Reproduce only the lines from the line containing "Target: spiral notebook" to the end of the entries below, including both of those lines.

** start of Record excerpts **

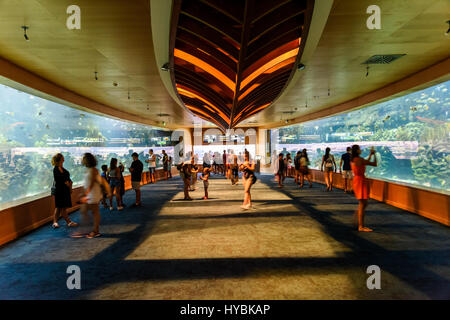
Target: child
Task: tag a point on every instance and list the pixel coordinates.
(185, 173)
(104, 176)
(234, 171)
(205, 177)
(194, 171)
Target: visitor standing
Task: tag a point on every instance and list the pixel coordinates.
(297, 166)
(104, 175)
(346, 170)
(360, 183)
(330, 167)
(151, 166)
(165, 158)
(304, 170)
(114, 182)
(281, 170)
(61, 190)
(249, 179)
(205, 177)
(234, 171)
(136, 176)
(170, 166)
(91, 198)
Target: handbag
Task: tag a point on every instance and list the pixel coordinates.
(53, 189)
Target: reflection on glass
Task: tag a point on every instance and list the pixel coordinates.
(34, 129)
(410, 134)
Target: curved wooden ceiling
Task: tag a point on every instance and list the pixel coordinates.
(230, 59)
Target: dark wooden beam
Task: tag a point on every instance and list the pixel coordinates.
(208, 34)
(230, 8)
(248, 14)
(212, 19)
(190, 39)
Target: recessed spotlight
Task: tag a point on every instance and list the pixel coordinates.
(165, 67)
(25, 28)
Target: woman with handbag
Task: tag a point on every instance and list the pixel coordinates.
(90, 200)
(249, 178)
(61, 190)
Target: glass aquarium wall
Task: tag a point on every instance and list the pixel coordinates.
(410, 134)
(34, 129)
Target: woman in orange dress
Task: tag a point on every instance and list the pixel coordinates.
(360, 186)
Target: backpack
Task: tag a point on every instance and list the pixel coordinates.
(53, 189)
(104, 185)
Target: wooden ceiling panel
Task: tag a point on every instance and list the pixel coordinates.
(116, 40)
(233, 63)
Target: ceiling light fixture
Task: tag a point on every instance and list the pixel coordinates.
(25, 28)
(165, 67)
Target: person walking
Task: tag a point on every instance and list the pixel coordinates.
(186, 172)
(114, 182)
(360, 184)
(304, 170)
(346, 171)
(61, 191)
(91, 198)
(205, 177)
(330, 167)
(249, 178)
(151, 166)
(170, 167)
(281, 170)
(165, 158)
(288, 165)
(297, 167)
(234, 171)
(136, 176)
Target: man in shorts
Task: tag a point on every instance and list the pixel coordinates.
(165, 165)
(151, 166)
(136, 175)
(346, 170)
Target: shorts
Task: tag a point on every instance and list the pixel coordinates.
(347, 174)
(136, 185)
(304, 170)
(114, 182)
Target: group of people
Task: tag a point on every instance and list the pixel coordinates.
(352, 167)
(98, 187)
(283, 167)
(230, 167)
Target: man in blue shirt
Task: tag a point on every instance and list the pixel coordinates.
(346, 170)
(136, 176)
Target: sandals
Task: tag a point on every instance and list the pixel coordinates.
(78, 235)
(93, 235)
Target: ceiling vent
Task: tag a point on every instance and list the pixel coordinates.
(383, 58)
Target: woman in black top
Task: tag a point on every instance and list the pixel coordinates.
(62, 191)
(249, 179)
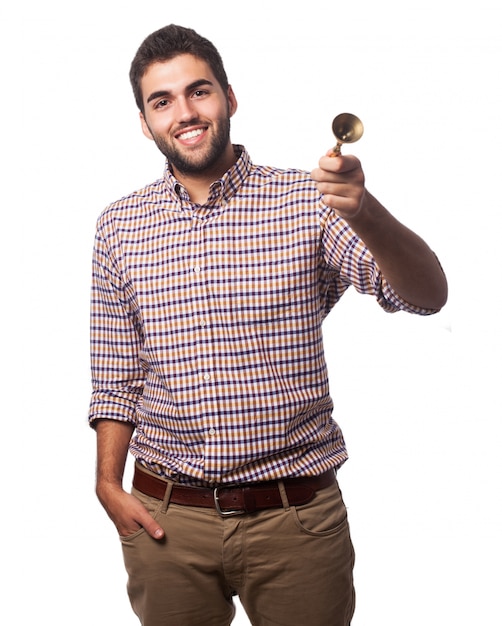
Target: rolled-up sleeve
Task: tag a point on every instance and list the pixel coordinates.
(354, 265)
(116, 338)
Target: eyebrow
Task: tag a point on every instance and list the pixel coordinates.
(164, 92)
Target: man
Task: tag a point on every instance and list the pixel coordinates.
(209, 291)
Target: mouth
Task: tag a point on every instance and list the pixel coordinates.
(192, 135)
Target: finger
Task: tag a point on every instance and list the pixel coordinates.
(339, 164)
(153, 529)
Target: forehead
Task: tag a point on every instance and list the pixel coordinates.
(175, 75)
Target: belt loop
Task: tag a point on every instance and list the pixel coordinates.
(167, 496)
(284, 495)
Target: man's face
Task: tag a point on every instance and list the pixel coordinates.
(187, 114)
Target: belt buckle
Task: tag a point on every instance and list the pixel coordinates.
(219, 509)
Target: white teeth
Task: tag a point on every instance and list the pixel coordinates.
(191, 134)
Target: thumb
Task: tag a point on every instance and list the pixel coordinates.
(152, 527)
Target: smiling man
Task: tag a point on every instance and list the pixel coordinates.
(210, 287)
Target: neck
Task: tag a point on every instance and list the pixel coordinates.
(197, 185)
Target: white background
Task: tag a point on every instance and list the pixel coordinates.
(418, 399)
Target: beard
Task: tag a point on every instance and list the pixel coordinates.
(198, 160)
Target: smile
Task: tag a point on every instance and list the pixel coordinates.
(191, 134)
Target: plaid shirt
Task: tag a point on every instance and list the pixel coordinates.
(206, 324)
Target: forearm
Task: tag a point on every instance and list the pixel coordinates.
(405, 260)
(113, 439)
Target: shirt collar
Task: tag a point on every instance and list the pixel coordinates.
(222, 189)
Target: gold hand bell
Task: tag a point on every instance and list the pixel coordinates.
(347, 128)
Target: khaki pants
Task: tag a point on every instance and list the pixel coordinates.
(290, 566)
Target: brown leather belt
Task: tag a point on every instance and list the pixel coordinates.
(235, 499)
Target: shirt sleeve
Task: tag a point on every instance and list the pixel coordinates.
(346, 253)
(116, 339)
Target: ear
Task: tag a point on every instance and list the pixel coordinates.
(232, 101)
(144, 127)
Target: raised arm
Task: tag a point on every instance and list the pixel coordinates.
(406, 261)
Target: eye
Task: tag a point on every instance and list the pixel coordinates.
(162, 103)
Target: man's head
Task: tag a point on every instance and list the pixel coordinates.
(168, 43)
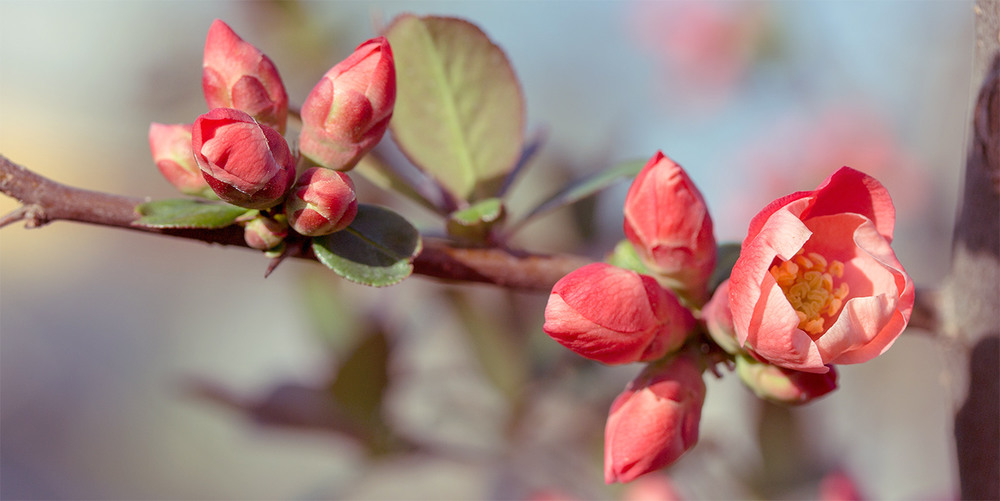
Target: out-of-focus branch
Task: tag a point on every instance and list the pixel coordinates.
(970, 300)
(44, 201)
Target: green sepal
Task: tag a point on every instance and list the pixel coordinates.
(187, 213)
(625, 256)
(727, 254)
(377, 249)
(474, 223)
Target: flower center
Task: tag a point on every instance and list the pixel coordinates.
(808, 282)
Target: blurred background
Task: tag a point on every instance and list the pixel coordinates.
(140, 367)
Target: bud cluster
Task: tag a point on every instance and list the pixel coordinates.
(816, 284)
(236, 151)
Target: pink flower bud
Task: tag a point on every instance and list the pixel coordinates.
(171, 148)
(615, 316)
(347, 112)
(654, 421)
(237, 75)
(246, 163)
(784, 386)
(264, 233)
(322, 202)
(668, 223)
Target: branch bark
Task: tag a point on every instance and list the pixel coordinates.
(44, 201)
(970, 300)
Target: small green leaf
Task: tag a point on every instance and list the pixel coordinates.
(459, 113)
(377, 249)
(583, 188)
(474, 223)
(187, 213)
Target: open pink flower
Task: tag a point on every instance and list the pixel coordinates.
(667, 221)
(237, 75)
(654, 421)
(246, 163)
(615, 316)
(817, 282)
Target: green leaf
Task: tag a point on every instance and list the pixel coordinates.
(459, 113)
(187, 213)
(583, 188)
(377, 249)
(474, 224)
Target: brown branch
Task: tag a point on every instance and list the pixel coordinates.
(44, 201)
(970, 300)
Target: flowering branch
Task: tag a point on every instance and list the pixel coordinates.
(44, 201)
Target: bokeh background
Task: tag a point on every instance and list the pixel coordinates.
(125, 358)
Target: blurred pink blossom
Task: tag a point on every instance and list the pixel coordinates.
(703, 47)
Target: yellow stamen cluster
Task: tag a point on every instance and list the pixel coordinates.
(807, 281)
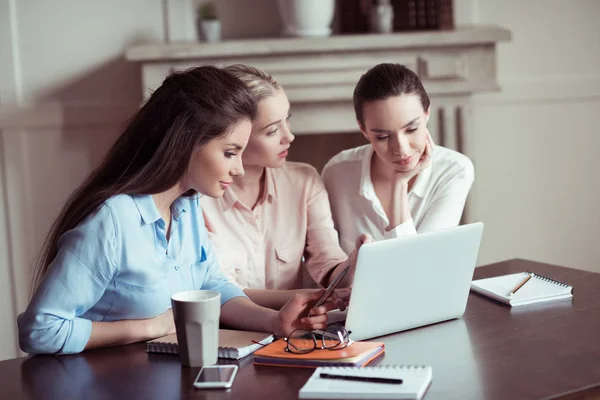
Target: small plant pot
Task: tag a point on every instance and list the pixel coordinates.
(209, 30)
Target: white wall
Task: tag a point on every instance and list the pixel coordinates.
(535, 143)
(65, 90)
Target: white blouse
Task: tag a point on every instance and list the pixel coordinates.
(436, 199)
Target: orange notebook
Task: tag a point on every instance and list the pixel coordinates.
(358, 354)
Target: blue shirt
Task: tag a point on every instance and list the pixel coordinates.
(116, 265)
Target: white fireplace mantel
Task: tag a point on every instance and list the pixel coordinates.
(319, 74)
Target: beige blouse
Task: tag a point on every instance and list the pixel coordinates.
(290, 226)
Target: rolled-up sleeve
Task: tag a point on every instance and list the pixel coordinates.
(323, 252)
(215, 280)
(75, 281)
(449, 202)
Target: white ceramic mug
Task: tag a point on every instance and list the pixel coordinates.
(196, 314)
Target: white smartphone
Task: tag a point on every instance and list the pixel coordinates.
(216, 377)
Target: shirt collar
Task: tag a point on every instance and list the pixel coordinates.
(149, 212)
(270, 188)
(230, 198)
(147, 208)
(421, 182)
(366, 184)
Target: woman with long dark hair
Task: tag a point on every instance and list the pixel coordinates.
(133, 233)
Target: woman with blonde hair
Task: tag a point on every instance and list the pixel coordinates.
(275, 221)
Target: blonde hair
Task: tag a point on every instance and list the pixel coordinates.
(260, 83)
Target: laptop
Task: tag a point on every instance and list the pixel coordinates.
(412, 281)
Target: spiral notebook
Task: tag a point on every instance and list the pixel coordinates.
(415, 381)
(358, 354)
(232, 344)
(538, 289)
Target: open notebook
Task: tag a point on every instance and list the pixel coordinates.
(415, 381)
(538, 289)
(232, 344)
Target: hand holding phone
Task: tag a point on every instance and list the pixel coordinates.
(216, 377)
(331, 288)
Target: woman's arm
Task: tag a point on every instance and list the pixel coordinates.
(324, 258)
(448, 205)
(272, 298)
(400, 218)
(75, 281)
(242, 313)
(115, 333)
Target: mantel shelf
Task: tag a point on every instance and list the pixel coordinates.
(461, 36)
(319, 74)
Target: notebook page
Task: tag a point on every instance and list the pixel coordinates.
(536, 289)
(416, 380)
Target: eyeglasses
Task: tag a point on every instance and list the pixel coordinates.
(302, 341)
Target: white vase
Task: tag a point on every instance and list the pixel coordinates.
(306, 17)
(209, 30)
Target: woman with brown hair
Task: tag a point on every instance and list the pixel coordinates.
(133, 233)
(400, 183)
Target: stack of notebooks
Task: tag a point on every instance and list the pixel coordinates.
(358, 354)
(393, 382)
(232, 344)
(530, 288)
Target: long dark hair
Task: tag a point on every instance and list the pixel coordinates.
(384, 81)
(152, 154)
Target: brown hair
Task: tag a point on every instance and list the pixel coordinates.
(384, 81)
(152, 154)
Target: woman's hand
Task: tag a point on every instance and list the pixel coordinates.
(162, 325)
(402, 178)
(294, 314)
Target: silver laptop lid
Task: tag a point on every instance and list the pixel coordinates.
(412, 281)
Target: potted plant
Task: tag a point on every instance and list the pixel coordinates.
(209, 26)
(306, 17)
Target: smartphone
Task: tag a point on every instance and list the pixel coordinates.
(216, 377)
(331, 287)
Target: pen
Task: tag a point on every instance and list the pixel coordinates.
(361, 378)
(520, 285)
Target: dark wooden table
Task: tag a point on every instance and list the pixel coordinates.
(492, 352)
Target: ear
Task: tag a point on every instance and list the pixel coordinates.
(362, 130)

** end of Record excerpts **

▶ **Exercise output**
Target: spiral notebook
Task: tag a point on every instance and list the pixel coordinates.
(415, 381)
(358, 354)
(232, 344)
(538, 289)
Target: open notebook
Task: tag a point on every instance and list the pixel coordinates.
(415, 381)
(538, 289)
(232, 344)
Target: hand holding phone
Task: tag a point on every instance and list the pixel coordinates.
(216, 377)
(331, 288)
Target: woman's arm
Task: tag a point on every instance and list the pixel coordinates.
(324, 258)
(448, 205)
(272, 298)
(400, 218)
(75, 281)
(242, 313)
(115, 333)
Target: mantel shelf
Task: tag a point on every instance and list the pixel coordinates.
(461, 36)
(319, 74)
Target: notebook page
Task: tag a point on every instance and list the pixel coordinates.
(536, 289)
(416, 380)
Target: eyeglasses
Task: tag a point on every instance and list the pixel coordinates.
(302, 341)
Target: white vase
Task: tag a point on every instance and list the pixel coordinates.
(306, 17)
(209, 30)
Target: woman with brown hair
Task: tag a point on every instance and list the pixel coordinates.
(133, 233)
(400, 183)
Target: stack of notebooks
Task: tag a point on every instance and list the pixel coordinates.
(358, 354)
(393, 382)
(232, 344)
(530, 288)
Target: long dark hair
Task: tag a point on every instance and list the pixel coordinates.
(384, 81)
(152, 154)
Target: brown hair
Task: tag a point on every instance and list the pixel coordinates.
(384, 81)
(152, 154)
Target: woman's hand
Task: tag a point on every instance and list the pixel coordinates.
(162, 325)
(402, 178)
(294, 314)
Target: silver laptop lid
Task: tag a point on every instance and list the pixel coordinates.
(412, 281)
Target: potted plant
Task: tag a point on every instance and list the pixel coordinates.
(209, 26)
(306, 17)
Target: smartphone
Task: tag a point on every instance and list the pixel coordinates.
(216, 377)
(331, 287)
Target: pen
Task: tag a point on every instance and list the pixel coordinates.
(361, 378)
(520, 285)
Target: dark wooden table
Task: tag a point on every instance and list the pixel coordinates.
(492, 352)
Target: ear
Task: tag a point on every instance and list the pixel coordinates.
(362, 130)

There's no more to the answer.